§ **Instructions for the task**
What is needed here is an exact copy of every record below.

※ ※ ※

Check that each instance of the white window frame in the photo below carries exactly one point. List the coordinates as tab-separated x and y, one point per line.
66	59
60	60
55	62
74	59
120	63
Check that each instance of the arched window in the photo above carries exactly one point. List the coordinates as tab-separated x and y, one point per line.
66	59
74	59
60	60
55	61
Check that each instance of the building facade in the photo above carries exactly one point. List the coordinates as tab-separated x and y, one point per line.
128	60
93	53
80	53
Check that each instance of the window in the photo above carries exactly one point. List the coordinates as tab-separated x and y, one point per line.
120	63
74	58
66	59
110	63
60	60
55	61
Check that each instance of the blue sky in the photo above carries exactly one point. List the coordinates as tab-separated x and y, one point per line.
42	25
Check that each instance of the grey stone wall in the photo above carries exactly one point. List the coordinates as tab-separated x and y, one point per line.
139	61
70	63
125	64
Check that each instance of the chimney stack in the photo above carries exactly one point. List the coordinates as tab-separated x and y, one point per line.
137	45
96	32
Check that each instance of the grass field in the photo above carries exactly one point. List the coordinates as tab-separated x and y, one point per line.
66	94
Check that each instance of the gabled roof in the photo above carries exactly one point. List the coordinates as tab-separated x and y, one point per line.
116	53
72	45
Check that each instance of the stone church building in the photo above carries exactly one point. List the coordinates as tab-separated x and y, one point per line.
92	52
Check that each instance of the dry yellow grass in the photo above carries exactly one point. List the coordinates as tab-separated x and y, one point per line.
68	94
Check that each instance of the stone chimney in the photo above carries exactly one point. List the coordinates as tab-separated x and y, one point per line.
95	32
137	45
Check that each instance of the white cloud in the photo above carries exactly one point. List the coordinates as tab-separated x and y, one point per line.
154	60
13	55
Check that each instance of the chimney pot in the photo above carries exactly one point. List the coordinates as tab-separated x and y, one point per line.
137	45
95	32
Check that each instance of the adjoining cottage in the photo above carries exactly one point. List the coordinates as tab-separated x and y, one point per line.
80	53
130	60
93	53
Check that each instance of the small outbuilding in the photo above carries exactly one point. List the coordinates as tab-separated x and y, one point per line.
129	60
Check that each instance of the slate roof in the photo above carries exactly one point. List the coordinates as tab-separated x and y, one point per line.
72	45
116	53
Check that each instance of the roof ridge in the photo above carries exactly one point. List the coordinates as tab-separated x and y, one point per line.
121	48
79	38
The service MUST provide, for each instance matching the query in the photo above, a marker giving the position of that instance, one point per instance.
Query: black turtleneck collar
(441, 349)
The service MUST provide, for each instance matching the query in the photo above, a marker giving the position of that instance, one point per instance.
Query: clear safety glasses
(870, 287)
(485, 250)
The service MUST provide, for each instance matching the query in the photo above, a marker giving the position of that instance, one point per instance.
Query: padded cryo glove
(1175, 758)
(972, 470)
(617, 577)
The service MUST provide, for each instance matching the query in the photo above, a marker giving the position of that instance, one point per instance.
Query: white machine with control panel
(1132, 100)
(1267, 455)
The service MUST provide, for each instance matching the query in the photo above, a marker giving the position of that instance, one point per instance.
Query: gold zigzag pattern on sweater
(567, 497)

※ ※ ※

§ **Written answer**
Check that each instance of the white window frame in the photo below carries exactly one point. List the coordinates as tab-separated x and y, one point per line.
66	59
60	60
55	62
74	59
120	63
Check that each instance of the arched window in the photo above carries exactly one point. List the coordinates as tab-separated x and y, one point per line.
66	59
74	59
60	60
55	61
Check that each instance of the building facade in the photo above carries exactly one point. List the coordinates as tab-separated x and y, one point per line.
128	60
93	53
80	53
Check that each instance of the window in the photo above carries exactly one point. List the coordinates as tab-separated x and y, one point per line.
120	63
74	58
66	59
110	63
60	60
55	61
Check that each instance of the blue sky in the photo above carries exactly one point. List the coordinates as tab-separated x and y, one point per line.
42	25
Check that each instance of the grey stone wall in the photo above carries exactly one point. List the coordinates as tab-separated x and y, one point per line.
139	61
70	63
125	64
Check that each instance of the chimney stack in the photo above carries exactly one point. List the coordinates as tab-separated x and y, one point per line.
137	45
96	32
Check that each instance of the grass field in the photo above carries exactly one point. List the coordinates as tab-separated x and y, one point per line.
66	94
Check that each instance of the gabled roof in the photo above carries exactly one point. List the coordinates as tab-separated x and y, one point per line.
116	53
72	45
Check that each instance of the stone church building in the photo above carries exactly one point. List the coordinates as tab-separated x and y, one point per line.
92	52
Check that each instance of the dry yellow grass in the photo above carries exactly one point. List the coordinates as tab-separated x and y, one point per line.
68	94
Check that each instance of the stone chimney in the photo above carries exactly one point. List the coordinates as tab-separated x and y, one point per line.
95	32
137	45
Check that each instance of the white cloud in the photo above carries exactly one point. List the coordinates as tab-separated x and y, one point per line.
154	60
13	55
Check that each instance of the chimney pot in the photo above carries exactly one point. List the coordinates as tab-separated x and y, one point per line.
137	45
95	32
Check that each instance of the adjoining cottage in the photo above carries exactly one point. List the coordinates as tab-separated x and y, one point per line.
80	53
130	60
93	53
Check that each instance of the small outbuilding in the photo above carries exactly one point. List the coordinates as tab-separated x and y, one point per line.
129	60
Check that each instance of the slate roof in the photo above carries exactly one point. List the coordinates as tab-separated x and y, one point per line.
72	45
116	53
Check that each instance of the roof ridge in the photo above carries exactly one point. List the coordinates as tab-separated x and y, one point per line.
121	48
79	38
The service MUST provide, for each instance matching the query in the photo above, a marker giving the position of that instance, one point per instance.
Query: black turtleneck collar
(441, 349)
The service MUST provide, for each instance matching the query in the photo above, a marker giving the position of that instance, one point per instance.
Query: clear safety glasses
(870, 287)
(485, 250)
The service MUST provide, for each instance matching the query in the photo above, a marker giving the position of that instance, one point per instance.
Query: padded cryo glove
(1175, 758)
(972, 470)
(617, 577)
The service MUST provide, for each instance matching the query in the photo above, a marker giving the position of that instance, one point per instance.
Query: white machine with control panel
(1132, 100)
(1267, 455)
The service MUST provide, for each instance matching the query in the photo above, a marker giving the position of that instance, one point per instance.
Query: gold zigzag pattern on sweater
(567, 497)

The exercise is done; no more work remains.